Image point grounding data:

***

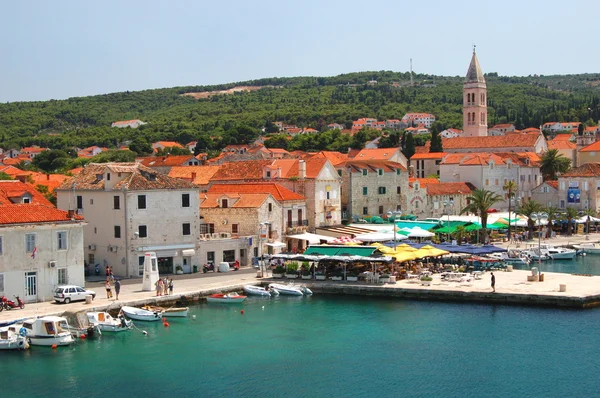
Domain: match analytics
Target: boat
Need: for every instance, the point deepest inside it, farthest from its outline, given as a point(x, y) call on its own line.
point(287, 290)
point(260, 291)
point(177, 312)
point(559, 253)
point(106, 323)
point(590, 248)
point(13, 337)
point(140, 314)
point(225, 298)
point(48, 331)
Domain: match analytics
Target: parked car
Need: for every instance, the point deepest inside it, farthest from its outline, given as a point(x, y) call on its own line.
point(67, 293)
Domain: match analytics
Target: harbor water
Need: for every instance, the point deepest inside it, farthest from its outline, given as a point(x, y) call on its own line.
point(326, 346)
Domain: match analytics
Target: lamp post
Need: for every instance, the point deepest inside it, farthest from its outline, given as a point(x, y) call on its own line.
point(539, 218)
point(446, 204)
point(393, 215)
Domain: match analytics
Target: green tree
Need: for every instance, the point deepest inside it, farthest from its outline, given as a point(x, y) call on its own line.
point(510, 187)
point(436, 141)
point(480, 201)
point(553, 163)
point(526, 209)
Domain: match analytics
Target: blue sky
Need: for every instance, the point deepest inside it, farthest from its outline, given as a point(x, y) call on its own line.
point(67, 48)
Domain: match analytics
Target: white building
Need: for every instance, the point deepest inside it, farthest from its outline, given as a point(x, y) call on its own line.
point(131, 209)
point(40, 246)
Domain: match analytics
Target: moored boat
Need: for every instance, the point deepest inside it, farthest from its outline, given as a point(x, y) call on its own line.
point(106, 323)
point(260, 291)
point(177, 312)
point(140, 314)
point(225, 298)
point(48, 331)
point(13, 337)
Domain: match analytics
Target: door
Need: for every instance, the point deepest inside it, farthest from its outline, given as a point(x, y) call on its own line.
point(30, 286)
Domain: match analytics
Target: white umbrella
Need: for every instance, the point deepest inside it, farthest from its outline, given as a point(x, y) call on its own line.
point(418, 232)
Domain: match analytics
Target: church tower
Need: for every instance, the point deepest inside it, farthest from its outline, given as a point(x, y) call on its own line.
point(474, 101)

***

Begin at the first line of the records and please reproduce every line exactly through the one containing "Target: blue sky", leaving all pictures out.

■ Written answer
Domain: match analytics
Target: boat
Need: for every instance, the point deepest inside it, farthest from its outline, given as a point(x, y) call on its own line.
point(287, 290)
point(260, 291)
point(177, 312)
point(559, 253)
point(106, 323)
point(590, 248)
point(13, 337)
point(140, 314)
point(225, 298)
point(48, 331)
Domain: match analytics
Target: parked car
Need: for every instance, the point deepest inside it, farthest from its outline, given as a point(x, y) call on its own line.
point(67, 293)
Domain: match analytics
Target: harbor water
Need: for every instance, the point deepest inside it, farthest from its outline, given as a point(x, y) call on its own line.
point(326, 346)
Domain: match analytics
Target: lamp post
Need: for every instance, the point deepest inside it, farthest from its outline, given as a point(x, y) call on its own line.
point(539, 218)
point(446, 204)
point(393, 215)
Domain: match analytics
Target: green tree
Need: for every instance, the point deepest inside it, farthest from its outline, given as a point(x, y) call on its own line.
point(510, 187)
point(436, 141)
point(480, 201)
point(553, 163)
point(526, 209)
Domain: match analytics
Target: blue sky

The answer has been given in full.